To do: Pick out every line in the items below that contains the word "clear", and copy each of those lines. Uppercase and lowercase letters count as different.

Recorded data:
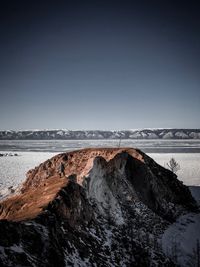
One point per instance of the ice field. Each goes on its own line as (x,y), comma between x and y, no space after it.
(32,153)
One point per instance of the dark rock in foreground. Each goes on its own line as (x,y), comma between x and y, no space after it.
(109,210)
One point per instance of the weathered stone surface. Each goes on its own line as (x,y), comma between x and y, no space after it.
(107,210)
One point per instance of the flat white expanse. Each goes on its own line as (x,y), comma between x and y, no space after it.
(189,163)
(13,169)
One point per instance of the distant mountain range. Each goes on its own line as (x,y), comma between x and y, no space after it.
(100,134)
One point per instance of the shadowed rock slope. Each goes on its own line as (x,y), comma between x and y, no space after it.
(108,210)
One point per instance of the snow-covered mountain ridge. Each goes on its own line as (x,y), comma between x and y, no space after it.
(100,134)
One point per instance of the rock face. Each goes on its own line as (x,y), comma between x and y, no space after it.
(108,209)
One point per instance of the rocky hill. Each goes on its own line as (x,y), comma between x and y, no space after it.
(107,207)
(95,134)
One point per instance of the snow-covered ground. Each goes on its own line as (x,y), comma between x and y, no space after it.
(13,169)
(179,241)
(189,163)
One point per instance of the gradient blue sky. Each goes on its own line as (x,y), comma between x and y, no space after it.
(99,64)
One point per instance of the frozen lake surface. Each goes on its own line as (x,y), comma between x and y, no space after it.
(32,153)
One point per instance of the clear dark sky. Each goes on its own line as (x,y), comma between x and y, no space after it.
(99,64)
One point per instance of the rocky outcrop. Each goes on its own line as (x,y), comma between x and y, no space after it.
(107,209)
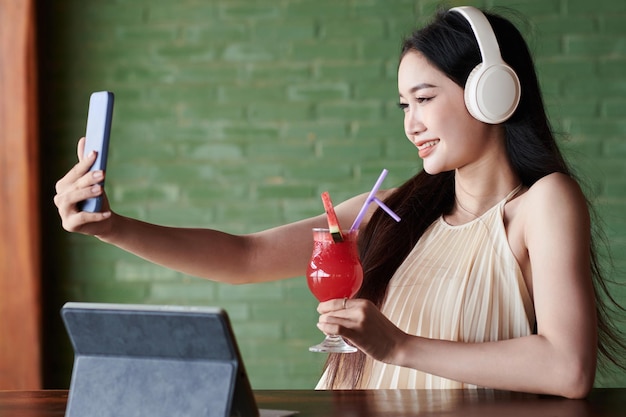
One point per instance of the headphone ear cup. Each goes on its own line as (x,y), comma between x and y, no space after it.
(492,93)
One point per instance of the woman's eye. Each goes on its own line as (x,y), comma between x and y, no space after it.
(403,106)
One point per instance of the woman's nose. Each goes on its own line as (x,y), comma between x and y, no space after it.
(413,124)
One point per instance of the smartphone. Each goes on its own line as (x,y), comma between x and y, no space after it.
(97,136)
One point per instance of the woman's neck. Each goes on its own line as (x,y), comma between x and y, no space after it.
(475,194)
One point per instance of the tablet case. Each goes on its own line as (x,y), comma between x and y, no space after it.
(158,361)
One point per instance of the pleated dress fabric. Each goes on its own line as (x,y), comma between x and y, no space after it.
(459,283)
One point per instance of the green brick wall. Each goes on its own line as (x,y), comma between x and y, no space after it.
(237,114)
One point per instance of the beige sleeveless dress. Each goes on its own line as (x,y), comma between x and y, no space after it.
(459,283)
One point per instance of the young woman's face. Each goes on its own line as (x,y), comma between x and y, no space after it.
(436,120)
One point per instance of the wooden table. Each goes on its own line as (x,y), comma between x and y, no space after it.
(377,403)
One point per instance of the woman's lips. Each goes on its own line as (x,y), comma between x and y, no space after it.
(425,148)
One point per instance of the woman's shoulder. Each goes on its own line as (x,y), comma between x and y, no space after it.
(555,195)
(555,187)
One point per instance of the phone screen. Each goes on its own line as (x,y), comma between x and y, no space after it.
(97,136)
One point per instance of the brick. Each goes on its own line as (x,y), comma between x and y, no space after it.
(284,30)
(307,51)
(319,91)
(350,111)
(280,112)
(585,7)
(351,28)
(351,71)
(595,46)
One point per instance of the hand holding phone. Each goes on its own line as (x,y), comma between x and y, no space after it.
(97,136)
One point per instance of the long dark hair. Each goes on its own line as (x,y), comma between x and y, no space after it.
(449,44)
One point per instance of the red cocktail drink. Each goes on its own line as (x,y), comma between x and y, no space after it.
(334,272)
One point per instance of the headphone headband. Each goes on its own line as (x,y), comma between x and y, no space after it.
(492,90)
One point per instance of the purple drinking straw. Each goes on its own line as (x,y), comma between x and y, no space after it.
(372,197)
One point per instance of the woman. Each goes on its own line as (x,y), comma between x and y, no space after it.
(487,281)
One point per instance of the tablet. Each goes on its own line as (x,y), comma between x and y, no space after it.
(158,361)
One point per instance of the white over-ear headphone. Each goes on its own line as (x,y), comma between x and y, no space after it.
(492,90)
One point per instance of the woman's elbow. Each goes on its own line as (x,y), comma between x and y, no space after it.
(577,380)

--

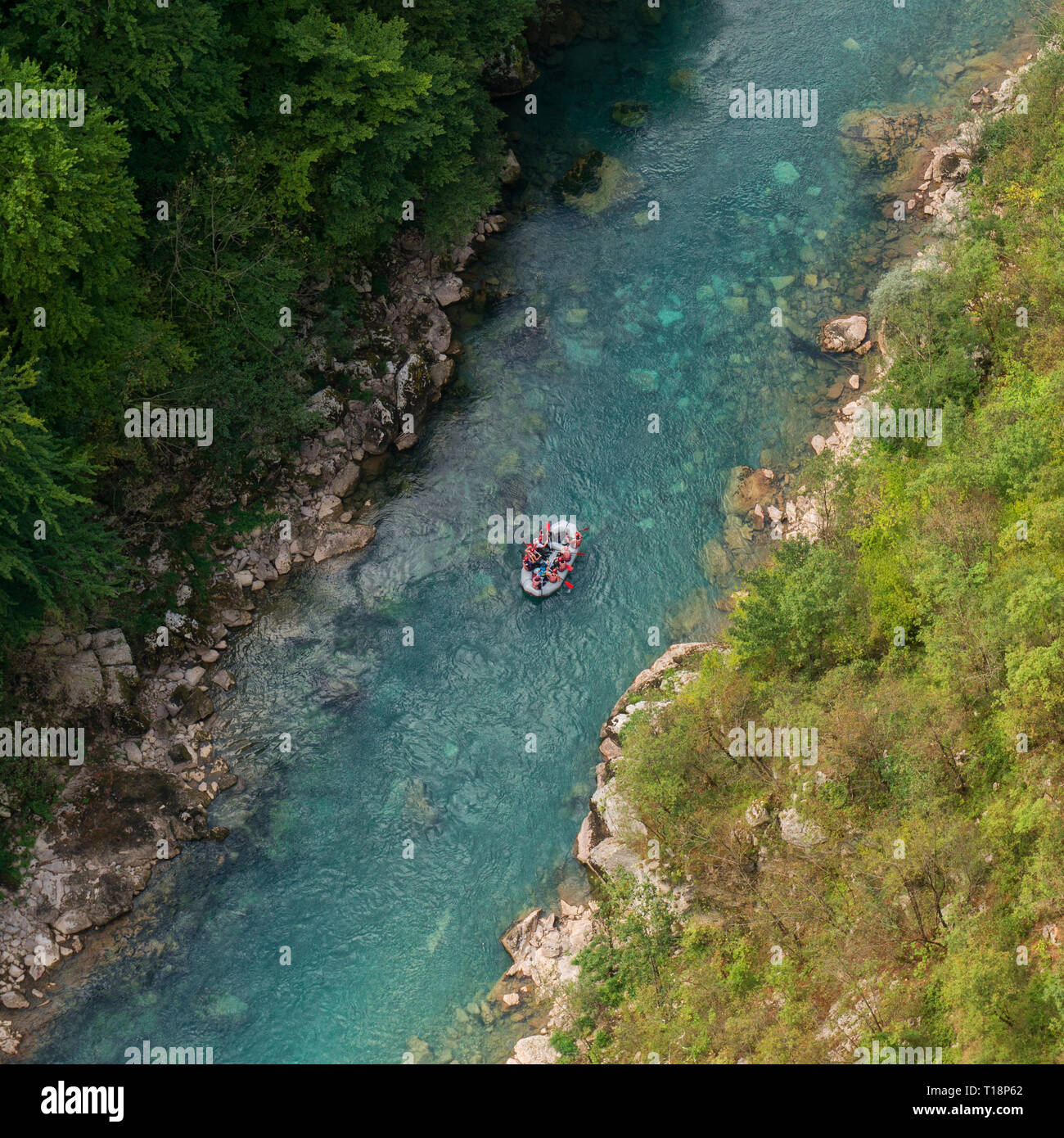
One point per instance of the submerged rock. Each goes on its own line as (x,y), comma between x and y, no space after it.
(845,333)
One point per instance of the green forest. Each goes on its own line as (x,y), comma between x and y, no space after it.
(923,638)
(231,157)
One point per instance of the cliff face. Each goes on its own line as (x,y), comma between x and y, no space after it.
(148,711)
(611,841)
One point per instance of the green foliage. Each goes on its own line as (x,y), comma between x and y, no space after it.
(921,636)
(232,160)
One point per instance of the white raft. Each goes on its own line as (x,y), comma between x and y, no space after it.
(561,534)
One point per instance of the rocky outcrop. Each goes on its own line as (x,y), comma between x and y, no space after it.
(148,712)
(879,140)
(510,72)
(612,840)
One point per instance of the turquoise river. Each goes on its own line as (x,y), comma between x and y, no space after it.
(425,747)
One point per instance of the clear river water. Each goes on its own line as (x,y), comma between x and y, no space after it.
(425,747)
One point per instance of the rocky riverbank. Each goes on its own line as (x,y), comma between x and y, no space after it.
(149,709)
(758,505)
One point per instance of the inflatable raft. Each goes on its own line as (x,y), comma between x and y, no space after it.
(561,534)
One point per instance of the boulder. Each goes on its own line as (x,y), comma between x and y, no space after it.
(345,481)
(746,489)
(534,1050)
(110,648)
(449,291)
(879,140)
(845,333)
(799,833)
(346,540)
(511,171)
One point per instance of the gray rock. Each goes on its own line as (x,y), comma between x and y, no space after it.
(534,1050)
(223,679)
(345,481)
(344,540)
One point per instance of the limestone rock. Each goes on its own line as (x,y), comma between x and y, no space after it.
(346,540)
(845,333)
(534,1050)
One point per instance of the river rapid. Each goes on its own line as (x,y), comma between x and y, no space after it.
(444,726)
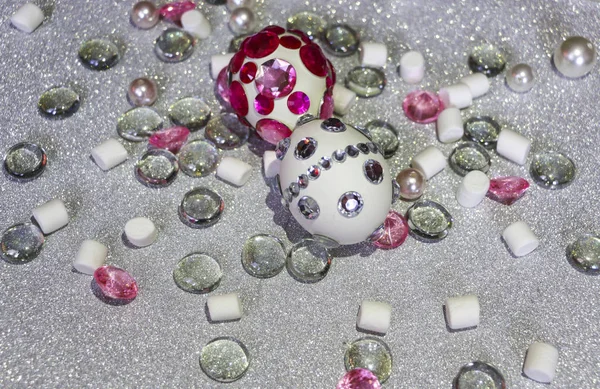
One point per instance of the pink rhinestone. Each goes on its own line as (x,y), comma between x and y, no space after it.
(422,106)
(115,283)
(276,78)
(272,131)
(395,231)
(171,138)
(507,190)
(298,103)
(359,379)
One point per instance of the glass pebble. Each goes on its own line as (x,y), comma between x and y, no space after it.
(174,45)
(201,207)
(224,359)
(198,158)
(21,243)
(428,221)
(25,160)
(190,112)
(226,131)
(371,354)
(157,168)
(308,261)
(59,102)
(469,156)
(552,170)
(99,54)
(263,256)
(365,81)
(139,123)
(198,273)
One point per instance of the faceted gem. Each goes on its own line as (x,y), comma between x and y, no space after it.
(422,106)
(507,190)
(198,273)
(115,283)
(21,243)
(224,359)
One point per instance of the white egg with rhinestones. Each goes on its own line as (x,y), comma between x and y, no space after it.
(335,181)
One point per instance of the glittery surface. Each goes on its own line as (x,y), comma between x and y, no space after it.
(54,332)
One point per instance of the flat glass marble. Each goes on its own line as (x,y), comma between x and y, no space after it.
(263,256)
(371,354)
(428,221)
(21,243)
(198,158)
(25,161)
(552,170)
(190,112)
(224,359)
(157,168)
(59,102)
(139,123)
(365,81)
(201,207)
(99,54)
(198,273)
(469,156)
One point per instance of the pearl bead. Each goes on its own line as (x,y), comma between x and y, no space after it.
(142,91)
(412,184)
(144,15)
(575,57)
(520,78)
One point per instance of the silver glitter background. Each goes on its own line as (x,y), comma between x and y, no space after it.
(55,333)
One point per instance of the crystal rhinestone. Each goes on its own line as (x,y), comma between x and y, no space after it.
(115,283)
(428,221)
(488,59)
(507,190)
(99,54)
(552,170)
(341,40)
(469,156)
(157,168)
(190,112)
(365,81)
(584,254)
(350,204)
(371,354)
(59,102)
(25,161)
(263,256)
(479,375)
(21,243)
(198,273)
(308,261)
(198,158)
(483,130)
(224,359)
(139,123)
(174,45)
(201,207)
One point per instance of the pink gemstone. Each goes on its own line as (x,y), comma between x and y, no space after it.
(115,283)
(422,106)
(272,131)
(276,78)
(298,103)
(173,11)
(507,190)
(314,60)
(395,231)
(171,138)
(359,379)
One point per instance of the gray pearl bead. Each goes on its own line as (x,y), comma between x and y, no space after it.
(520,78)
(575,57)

==

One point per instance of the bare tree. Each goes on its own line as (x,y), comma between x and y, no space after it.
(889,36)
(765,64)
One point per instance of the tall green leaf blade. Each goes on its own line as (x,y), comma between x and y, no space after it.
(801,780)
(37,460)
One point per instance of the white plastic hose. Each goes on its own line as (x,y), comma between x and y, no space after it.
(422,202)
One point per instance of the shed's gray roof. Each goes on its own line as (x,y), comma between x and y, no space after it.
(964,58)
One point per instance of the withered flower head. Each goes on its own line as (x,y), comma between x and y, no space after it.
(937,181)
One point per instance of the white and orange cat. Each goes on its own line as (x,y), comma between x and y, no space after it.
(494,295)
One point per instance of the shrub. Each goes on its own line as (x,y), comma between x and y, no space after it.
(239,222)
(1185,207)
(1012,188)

Answer in full:
One point per instance of the clear dark sky. Each goes on its own line as (x,y), comma between x and y, no space after it.
One point per instance of the clear river water. Each goes on its own line as (x,y), comma between x and y, no space after it.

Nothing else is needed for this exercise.